## Assignment
Each line below needs to be returned exactly. Skip any picture.

----- Materials provided -----

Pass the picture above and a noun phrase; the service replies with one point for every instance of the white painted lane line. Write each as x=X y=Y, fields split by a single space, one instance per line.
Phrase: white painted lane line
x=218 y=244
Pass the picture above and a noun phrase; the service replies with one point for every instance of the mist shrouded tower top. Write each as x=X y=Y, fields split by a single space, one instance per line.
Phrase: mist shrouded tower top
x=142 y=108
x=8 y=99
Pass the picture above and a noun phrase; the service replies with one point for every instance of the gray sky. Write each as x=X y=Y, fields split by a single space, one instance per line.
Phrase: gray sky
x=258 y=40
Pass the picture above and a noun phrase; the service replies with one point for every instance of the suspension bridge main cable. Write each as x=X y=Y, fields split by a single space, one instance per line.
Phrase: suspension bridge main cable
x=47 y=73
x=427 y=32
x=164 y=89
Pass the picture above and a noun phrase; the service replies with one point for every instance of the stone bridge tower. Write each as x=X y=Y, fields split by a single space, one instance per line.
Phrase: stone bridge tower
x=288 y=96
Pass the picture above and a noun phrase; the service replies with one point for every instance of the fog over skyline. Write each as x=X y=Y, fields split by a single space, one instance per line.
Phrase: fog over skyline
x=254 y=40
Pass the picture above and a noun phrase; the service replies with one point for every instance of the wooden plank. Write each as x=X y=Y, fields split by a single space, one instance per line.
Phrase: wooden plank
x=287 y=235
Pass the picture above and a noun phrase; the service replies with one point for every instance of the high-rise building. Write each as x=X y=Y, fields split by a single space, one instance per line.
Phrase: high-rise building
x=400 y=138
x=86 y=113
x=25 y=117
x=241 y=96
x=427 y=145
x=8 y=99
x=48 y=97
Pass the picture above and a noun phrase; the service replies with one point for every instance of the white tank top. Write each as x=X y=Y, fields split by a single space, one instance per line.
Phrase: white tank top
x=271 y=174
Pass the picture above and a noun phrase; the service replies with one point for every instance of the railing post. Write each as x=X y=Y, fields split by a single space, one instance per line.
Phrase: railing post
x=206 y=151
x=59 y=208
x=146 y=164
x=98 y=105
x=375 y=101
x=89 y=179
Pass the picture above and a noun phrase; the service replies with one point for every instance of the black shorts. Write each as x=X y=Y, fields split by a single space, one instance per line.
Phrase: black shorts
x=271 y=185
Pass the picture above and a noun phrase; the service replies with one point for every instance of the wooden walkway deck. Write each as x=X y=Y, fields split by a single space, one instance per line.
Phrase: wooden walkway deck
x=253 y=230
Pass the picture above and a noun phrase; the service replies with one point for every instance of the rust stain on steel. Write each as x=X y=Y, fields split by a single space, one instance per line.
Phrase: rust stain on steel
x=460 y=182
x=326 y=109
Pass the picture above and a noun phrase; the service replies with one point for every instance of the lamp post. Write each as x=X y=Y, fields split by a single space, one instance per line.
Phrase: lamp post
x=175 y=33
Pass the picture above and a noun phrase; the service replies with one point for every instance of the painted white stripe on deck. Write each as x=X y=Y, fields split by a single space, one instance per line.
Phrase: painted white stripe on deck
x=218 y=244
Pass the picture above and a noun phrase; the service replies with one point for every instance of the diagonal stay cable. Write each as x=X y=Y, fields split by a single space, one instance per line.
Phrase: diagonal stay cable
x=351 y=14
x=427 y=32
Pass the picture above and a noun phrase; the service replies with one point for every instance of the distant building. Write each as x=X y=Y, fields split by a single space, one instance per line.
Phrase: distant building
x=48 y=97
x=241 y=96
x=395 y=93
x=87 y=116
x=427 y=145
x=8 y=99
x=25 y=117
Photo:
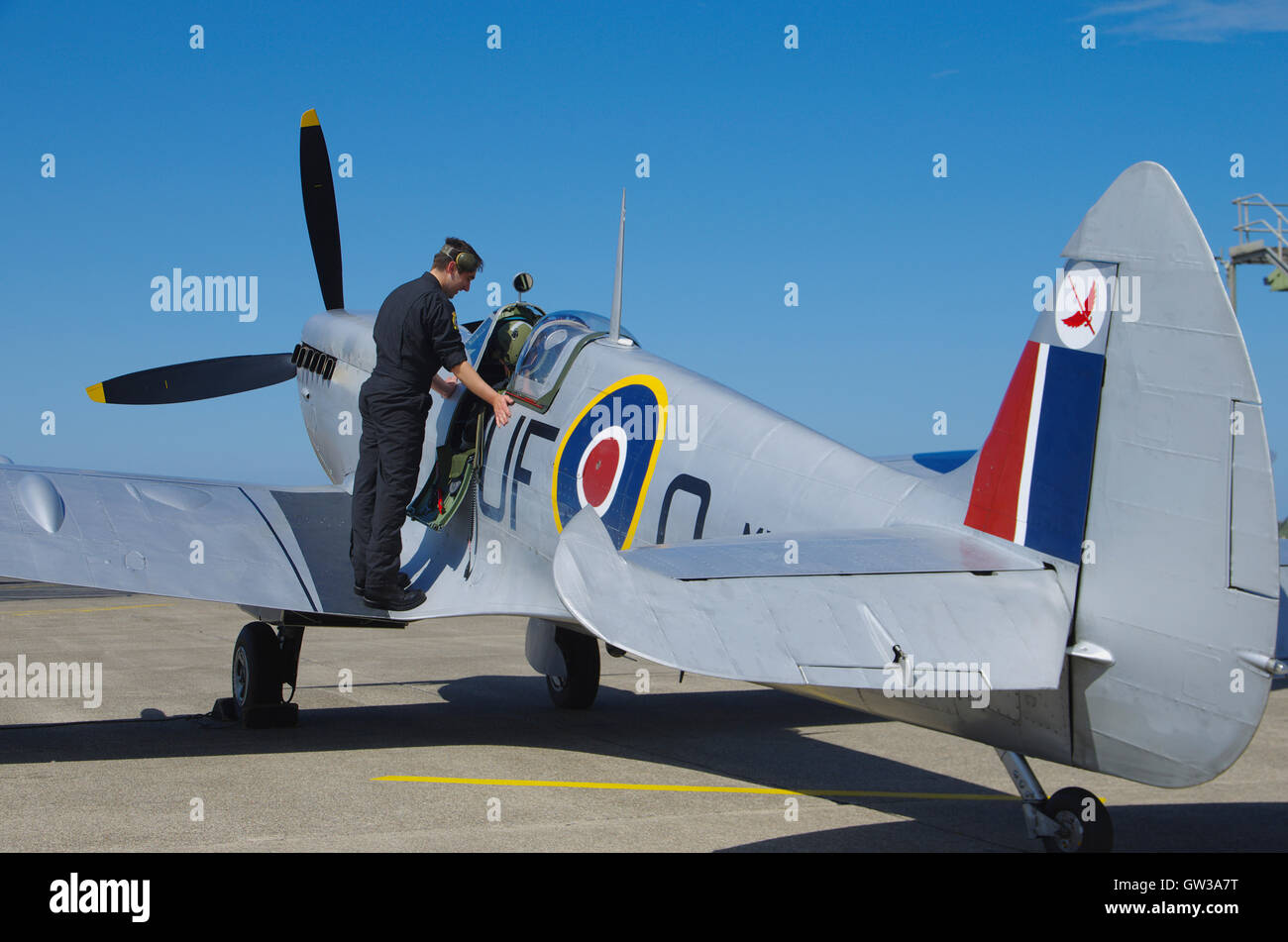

-----

## Solution
Pass the picture above and a noun phrase; the service replies with one point for every instance of the white painted lane line. Write each as x=X y=Y, fields split by a single space, one instance per line.
Phrase: white painted lane line
x=218 y=244
Pass the picture above and a noun phrase; the service replies with one point for every instance of the mist shrouded tower top. Write each as x=X y=Y, fields split by a single space, one instance per line.
Phrase: mist shrouded tower top
x=142 y=108
x=8 y=99
Pass the picture above and a noun phrase; the service replies with one point for every instance of the gray sky. Write each as x=X y=Y, fields split by a single space, one instance per line.
Phrase: gray sky
x=258 y=40
Pass the picture above and a noun phrase; the service replies with one point for every instance of the suspension bridge main cable. Write each as x=X y=Y, fields split by a single space, one instance per line.
Phrase: suspension bridge main cable
x=47 y=73
x=427 y=32
x=164 y=89
Pass the picture above and a noun phrase; the service replies with one point for every instance of the stone bridge tower. Write each as x=X y=Y, fields split by a single space, one instance per line.
Phrase: stone bridge tower
x=288 y=96
Pass the picture above and a noun phrase; the service replies with one point for every instance of the fog over skyline. Write each as x=X y=Y, fields split by a single space, one instance per line.
Phrase: fog over skyline
x=254 y=40
Pass the picture above and a noun phrase; the service replies with one point for every instance of the wooden plank. Write each as x=X y=Y, fields split by a single space, one instance per line.
Phrase: wooden plank
x=287 y=235
Pass the picture above and a noun phrase; the service replies with one point for every instance of the high-rise building. Write each as x=X y=Y, fields split by a single space, one instance per line.
Phrase: high-rise building
x=400 y=138
x=86 y=113
x=25 y=117
x=241 y=96
x=427 y=145
x=8 y=99
x=48 y=97
Pass the picture above and a noun phrase; the service replies with one point for every instance of the white tank top. Write each as x=X y=Y, fields split by a single space, one instance per line.
Phrase: white tank top
x=271 y=174
Pass the picture above and a noun phrase; the service replies with one point for every instance of the railing post. Write each as x=X y=Y, fields split by a single space, one instance per line.
Phrase: railing post
x=206 y=151
x=59 y=208
x=146 y=164
x=98 y=105
x=375 y=101
x=89 y=179
Pass the picture above and a noun phrase; the service replies with one point for every instance of the black shorts. Write each as x=X y=Y, fields split by a single space, one instance per line.
Phrase: black shorts
x=271 y=185
Pass the picture above and a noun phrase; the service replies with one point for every instance of the wooden walkway deck. Write each as x=X y=Y, fields split by a single space, one instance per line.
Phrase: wooden walkway deck
x=253 y=230
Pass the picture above and a noun phrase; the service replies with one point for every instance of the rust stain on steel. Write each as x=X y=Y, fields split by a single space, one instance per line.
Phrase: rust stain on steel
x=460 y=182
x=326 y=109
Pass the picture above and a noun phrase; the service replies with one point for every instance of the lamp post. Write each as x=X y=Y, fields split by a single space, one instance per line.
Phrase: lamp post
x=175 y=33
Pass the picture above and a noun phrase; the service replies with one point for every instance of the painted white stripe on deck. Write each as x=X y=Y, fields split by a single space, one instance per line.
Phrase: painted white stripe on deck
x=218 y=244
Pass the picture above and a noun phrase; the service replies with one point for every instance of the diagonal stay cable. Write each as x=X y=Y, fields split by a single space, one instance per line.
Phrase: diagonal stay cable
x=351 y=14
x=427 y=32
Pass the picture above and a noun phrase; the service replies with one point for every instance of the distant building. Write each as x=X y=Y, fields split by a single space, one instance per line.
Phrase: distant building
x=48 y=97
x=241 y=96
x=395 y=93
x=87 y=116
x=427 y=145
x=8 y=99
x=25 y=117
Photo:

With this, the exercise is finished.